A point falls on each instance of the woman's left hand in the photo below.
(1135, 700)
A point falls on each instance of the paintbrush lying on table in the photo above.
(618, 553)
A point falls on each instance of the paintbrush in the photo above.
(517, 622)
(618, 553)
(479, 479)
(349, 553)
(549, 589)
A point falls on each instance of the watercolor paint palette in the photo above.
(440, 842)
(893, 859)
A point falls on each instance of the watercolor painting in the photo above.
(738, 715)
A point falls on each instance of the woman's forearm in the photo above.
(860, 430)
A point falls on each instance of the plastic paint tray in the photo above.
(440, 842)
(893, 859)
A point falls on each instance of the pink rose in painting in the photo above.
┄┄┄┄┄┄
REQUIREMENT
Duplicate every row above verbatim, one line per row, in the same order.

FINISHED ANSWER
A point falls on each instance of the woman's left hand in the photo below.
(1135, 700)
A point falls on each instance of the paintbrush lying on table in the photo above.
(618, 553)
A point falls on each instance of the paintbrush in the photo above.
(517, 622)
(618, 553)
(479, 479)
(349, 553)
(549, 589)
A point falls on each instance of the watercolor paint palette in the photo above.
(440, 842)
(893, 859)
A point falls on each instance of the watercolor painting in the photo above.
(738, 715)
A point falls on each instance of the woman's forearm in the photo above.
(860, 430)
A point falls on each instance of the plastic paint tray in the photo above.
(440, 842)
(893, 859)
A point falls on each instance of the pink rose in painting in the photo above.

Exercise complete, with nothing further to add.